Point placement entries:
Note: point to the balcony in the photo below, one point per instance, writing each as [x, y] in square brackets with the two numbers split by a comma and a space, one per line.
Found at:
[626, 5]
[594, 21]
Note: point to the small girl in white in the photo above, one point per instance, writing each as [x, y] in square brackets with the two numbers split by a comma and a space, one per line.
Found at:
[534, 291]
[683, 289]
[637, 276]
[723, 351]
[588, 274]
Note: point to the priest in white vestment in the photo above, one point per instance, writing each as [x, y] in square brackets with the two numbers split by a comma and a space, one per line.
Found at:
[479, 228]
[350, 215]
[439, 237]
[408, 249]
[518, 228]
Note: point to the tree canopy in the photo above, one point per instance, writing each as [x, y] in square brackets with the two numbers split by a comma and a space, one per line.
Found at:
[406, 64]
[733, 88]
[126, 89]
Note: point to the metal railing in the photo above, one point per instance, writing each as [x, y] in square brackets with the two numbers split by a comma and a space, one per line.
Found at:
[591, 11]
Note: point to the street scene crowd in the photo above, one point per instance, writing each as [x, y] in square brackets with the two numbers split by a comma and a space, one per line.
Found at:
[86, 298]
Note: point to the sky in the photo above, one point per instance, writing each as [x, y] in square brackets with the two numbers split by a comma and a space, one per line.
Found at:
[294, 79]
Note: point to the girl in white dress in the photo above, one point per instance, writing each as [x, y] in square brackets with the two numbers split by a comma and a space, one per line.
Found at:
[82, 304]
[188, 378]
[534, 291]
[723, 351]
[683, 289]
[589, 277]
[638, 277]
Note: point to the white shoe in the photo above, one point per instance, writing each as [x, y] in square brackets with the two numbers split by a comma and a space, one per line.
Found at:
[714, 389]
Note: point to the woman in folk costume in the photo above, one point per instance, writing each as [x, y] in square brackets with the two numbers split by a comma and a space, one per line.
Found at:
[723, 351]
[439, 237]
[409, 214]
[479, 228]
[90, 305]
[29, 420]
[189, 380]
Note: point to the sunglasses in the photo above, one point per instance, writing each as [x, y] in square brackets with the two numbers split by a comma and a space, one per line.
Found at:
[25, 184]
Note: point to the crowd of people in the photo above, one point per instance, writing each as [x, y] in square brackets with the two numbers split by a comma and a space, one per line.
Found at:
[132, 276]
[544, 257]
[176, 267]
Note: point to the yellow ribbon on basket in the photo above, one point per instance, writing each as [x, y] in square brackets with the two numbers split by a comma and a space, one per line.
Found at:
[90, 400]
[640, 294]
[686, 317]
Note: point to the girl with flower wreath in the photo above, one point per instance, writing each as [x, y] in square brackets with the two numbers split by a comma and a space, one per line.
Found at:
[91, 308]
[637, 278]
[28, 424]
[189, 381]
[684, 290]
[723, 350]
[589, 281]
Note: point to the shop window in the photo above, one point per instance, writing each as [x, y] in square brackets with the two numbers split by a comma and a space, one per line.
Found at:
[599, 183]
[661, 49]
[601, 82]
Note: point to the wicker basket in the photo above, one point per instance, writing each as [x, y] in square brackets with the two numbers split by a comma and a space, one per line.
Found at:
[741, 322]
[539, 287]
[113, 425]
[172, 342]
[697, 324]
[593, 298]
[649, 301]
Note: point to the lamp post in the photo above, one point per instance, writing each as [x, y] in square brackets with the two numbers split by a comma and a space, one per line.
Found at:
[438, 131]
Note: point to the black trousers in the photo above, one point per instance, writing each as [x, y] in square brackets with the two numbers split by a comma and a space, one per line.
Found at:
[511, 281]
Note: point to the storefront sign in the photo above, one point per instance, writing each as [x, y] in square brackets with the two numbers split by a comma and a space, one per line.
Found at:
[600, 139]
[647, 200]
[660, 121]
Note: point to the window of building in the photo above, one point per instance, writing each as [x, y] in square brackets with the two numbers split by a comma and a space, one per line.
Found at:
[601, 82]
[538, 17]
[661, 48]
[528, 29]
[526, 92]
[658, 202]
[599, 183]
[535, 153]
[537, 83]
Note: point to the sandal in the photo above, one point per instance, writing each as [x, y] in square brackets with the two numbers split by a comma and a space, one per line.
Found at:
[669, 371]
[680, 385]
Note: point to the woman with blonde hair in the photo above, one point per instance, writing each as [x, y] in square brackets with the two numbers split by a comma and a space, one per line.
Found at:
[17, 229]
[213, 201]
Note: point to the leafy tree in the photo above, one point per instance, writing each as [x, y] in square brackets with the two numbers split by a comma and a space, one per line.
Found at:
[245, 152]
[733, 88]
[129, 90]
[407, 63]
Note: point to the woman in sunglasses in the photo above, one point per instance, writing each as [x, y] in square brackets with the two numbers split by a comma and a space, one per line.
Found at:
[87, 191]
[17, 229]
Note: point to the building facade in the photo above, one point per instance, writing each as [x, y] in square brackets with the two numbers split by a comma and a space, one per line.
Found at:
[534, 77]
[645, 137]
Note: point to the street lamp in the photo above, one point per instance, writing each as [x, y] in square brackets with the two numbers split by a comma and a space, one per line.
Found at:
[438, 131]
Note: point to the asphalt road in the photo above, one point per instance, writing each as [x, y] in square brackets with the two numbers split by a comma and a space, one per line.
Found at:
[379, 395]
--
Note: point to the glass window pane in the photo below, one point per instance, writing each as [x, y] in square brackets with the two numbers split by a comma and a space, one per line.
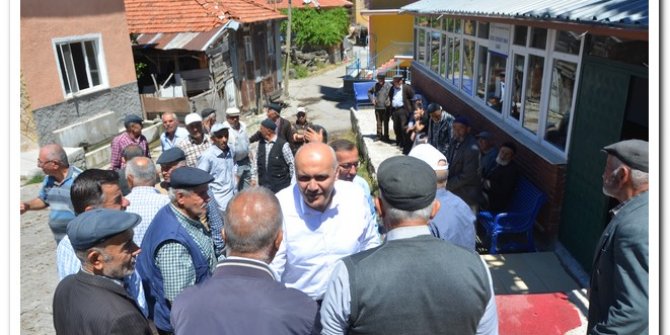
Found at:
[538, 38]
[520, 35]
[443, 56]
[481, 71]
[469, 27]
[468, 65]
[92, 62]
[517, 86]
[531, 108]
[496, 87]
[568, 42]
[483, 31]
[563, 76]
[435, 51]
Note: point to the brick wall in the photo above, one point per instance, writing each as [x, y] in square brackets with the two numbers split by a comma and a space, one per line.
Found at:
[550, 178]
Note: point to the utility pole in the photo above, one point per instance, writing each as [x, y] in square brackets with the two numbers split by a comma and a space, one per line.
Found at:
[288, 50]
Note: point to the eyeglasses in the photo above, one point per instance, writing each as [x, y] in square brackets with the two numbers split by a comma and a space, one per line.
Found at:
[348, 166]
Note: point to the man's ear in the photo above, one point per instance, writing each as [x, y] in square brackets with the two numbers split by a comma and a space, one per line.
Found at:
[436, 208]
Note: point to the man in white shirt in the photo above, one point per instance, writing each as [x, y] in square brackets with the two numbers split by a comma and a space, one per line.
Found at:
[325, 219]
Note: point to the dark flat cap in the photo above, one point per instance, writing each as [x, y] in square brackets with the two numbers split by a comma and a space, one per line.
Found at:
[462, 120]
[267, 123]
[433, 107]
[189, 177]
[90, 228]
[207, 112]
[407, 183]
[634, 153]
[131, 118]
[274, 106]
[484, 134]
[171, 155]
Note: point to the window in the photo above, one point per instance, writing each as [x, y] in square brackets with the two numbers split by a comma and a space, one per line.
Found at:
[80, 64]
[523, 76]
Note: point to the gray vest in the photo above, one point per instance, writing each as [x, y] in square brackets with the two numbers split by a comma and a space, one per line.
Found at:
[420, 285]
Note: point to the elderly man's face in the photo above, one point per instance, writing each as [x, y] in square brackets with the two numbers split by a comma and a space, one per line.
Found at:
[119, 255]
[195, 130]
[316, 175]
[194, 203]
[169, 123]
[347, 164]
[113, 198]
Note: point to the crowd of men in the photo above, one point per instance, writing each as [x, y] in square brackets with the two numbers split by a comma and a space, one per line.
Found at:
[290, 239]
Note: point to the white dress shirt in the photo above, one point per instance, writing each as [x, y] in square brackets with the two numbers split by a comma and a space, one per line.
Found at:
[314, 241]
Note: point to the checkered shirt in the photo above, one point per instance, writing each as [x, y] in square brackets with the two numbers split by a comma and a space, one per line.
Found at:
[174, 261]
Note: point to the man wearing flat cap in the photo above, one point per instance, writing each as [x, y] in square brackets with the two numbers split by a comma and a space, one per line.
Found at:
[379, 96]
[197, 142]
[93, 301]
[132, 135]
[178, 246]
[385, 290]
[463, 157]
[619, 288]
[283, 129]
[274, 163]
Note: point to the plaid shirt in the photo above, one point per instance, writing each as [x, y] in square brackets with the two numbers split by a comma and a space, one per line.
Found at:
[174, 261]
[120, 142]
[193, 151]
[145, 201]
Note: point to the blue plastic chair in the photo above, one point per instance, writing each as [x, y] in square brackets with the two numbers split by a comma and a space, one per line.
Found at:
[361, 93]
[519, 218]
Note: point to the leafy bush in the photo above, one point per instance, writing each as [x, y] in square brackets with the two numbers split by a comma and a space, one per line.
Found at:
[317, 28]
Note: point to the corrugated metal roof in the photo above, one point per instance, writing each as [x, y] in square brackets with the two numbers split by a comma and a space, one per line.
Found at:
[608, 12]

▶ [TASK PROMPT]: Count the lines in the entries above that contain the string "wreath", with case counting, and reply with the number alone.

▶ [EXERCISE OUTPUT]: 1